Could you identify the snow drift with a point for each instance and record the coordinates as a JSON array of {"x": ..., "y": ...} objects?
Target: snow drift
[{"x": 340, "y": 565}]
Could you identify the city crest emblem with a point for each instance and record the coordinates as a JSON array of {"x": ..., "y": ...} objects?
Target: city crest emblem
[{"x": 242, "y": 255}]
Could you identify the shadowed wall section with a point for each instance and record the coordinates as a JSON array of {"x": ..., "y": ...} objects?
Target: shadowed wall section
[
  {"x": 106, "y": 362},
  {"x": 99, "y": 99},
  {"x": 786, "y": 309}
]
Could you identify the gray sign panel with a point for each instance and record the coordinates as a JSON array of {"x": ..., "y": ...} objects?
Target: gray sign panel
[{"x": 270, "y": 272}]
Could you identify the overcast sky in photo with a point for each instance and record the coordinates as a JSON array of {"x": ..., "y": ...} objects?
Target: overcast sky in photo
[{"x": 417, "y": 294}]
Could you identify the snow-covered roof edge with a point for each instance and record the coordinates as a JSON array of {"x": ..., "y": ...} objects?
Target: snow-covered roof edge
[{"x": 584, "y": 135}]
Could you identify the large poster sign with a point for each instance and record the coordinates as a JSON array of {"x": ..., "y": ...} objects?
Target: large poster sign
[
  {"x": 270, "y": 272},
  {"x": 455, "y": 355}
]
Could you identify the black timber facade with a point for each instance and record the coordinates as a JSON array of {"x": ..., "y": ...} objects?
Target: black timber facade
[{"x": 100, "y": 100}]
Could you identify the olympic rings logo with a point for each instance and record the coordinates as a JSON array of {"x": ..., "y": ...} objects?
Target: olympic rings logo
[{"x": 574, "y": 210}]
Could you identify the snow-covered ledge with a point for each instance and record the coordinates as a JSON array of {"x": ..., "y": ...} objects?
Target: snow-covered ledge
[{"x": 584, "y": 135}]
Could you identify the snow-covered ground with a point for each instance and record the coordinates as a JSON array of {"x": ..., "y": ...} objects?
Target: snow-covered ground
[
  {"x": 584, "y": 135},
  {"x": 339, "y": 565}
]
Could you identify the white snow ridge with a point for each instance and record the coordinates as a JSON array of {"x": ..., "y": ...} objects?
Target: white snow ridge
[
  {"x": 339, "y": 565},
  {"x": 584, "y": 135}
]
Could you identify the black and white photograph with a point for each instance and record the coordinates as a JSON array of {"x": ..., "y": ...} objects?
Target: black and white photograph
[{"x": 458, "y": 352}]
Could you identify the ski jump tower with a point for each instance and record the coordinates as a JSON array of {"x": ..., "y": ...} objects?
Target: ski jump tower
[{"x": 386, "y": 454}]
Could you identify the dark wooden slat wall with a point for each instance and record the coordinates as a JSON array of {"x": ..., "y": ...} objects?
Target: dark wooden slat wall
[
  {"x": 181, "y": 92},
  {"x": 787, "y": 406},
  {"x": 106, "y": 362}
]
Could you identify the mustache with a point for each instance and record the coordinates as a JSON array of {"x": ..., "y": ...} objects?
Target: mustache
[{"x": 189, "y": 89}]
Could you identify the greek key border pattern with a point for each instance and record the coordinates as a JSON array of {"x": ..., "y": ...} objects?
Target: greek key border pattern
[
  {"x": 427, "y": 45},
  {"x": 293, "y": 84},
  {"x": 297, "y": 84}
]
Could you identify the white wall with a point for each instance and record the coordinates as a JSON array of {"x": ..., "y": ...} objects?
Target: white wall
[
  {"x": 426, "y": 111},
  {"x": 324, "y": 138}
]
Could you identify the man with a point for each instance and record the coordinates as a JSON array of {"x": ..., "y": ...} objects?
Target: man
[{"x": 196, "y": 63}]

•••••

## INSTRUCTIONS TO FOLLOW
Reproduce all of the rows above, swapping "record the coordinates" for "list the coordinates" wherever it occurs and leaving everything else untouched.

## WRITTEN ANSWER
Could you identify the snow drift with a point for each instance and list the coordinates as a JSON array of {"x": ..., "y": ...} objects?
Target: snow drift
[{"x": 340, "y": 565}]
Could you identify the city crest emblem with a point for each instance and list the coordinates as a JSON array of {"x": ..., "y": ...} objects?
Target: city crest emblem
[{"x": 242, "y": 255}]
Could you identify the shadowed wall section with a point for each instance and list the coordinates as a JSON array of {"x": ..., "y": ...} objects?
Target: shadowed wall section
[
  {"x": 106, "y": 362},
  {"x": 99, "y": 99},
  {"x": 786, "y": 309}
]
Could you identify the gray sign panel with a point for each instance and list the coordinates as a JSON array of {"x": ..., "y": ...} objects?
Target: gray sign panel
[{"x": 270, "y": 272}]
Could you identify the overcast sky in photo with a point for each instance and list the coordinates as a JSON array of {"x": ..., "y": ...} objects?
Target: overcast sky in photo
[{"x": 417, "y": 294}]
Could you identify the snow-covered roof edge with a point for each instance and list the coordinates as a JSON array of {"x": ..., "y": ...} objects?
Target: snow-covered roof edge
[{"x": 584, "y": 135}]
Could you identify the large poster sign with a point for each instance and list the coordinates as a JSON array of {"x": ..., "y": ...} objects?
Target: large poster sign
[
  {"x": 270, "y": 272},
  {"x": 455, "y": 355}
]
Could you identify the black timber facade with a point for each instance and list the coordinates as a JSON array of {"x": ..., "y": ...} objects?
Target: black timber facade
[{"x": 100, "y": 100}]
Could you identify the olympic rings logo with a point for each instance and list the coordinates as a JSON array of {"x": ..., "y": ...} objects?
Target: olympic rings logo
[{"x": 574, "y": 210}]
Could you identify the snow-covered ledge with a point for each instance and list the coordinates as a JSON array of {"x": ..., "y": ...} objects?
Target: snow-covered ledge
[{"x": 584, "y": 135}]
Could you identify the snow-covered ground with a point for each instance and list the coordinates as a JSON array of {"x": ..., "y": ...} objects?
Target: snow-covered ground
[
  {"x": 584, "y": 135},
  {"x": 339, "y": 565}
]
Could you identify the white snow ridge with a point for each instance and list the coordinates as a JSON array of {"x": ..., "y": ...} objects?
Target: white snow ridge
[
  {"x": 339, "y": 565},
  {"x": 584, "y": 135}
]
Could you identify the black and white photograph with a point for each instance and list the coordinates as a JSON array of {"x": ..., "y": ...} objects?
Target: black and white photograph
[{"x": 458, "y": 352}]
Could you identify the ski jump tower with a point for each instance and list the coordinates as a JSON array of {"x": ..., "y": ...} objects?
Target: ski jump tower
[{"x": 386, "y": 454}]
Could you identify the dark wooden slat wall with a point for each instance and list the coordinates as a JSON array of {"x": ..., "y": ...} objects?
Target: dark wooden slat wall
[
  {"x": 181, "y": 92},
  {"x": 787, "y": 406},
  {"x": 106, "y": 362}
]
Could you identify the mustache with a point for each instance and list the coordinates as a JSON array of {"x": ..., "y": ...} objects?
Target: mustache
[{"x": 189, "y": 89}]
Could you identify the greek key border pattern with a point for each instance and list the coordinates as a JSON array of {"x": ..., "y": ...} objects?
Target: greek key border pattern
[
  {"x": 427, "y": 45},
  {"x": 293, "y": 84},
  {"x": 297, "y": 84}
]
Could you identify the white wall with a point for each instance and list the coordinates as a JSON array of {"x": ..., "y": ...} objects?
Target: white wall
[
  {"x": 426, "y": 111},
  {"x": 324, "y": 138}
]
Could you identify the man with a point for each instance and list the coordinates as a JSON array of {"x": ..., "y": ...} objects?
Target: man
[{"x": 196, "y": 63}]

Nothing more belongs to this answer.